→ **What you will do**: Reproduce the passage about Project Harmony word for word, from "There are still" up to and including "support, he added.".

→ **Given text**:
Ideally, however, abuse and neglect would not happen in the first place, he said. “We still have work to do.”

“Abuse follows a child into adulthood. Even people who get the help they need through Project Harmony can still have lingering issues. I think about the kids that don’t have Project Harmony and didn’t get the help, didn’t get a chance to step forward and say ‘something happened to me,’” Owen said.

There are still future goals to achieve, Klein said. 

“Continuing to get to children and families before maltreatment may have occurred and to make sure our nonprofit and human services community is able to serve those in the least restrictive manner possible is critical,” he said. “We’ve also invested more in data and research and technology to get us to be more efficient and more precise in the work that we do.”

The people who work for the organization also need continuing support, he added. 

“We also believe that our work is impossible without really great employees who are trained and engage and empowered to do their jobs every day, so we put a lot of emphasis on employee development and helping our staff manage their own reactions to what they see every day,” Klein said. “It can take a toll on those who do this work, so significant emphasis is placed on the wellness and health of our own employees so they have the resilience to serve families the next day.”

→ **Records**:
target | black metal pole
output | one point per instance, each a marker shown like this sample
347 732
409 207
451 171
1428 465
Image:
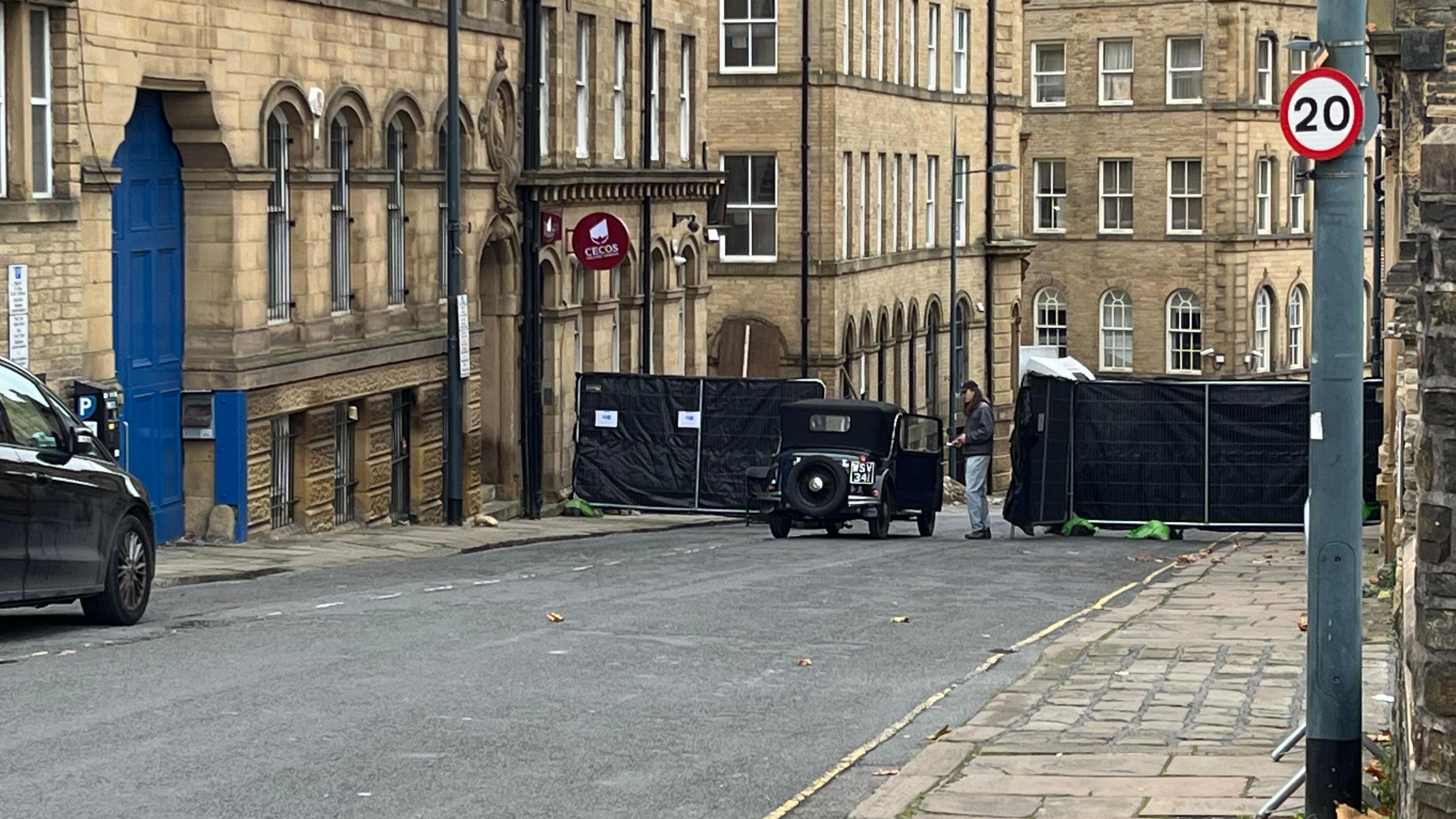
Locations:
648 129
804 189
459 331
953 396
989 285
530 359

→ **Output of the exercise**:
There are still future goals to achieve, Klein said. 

“Continuing to get to children and families before maltreatment may have occurred and to make sure our nonprofit and human services community is able to serve those in the least restrictive manner possible is critical,” he said. “We’ve also invested more in data and research and technology to get us to be more efficient and more precise in the work that we do.”

The people who work for the organization also need continuing support, he added.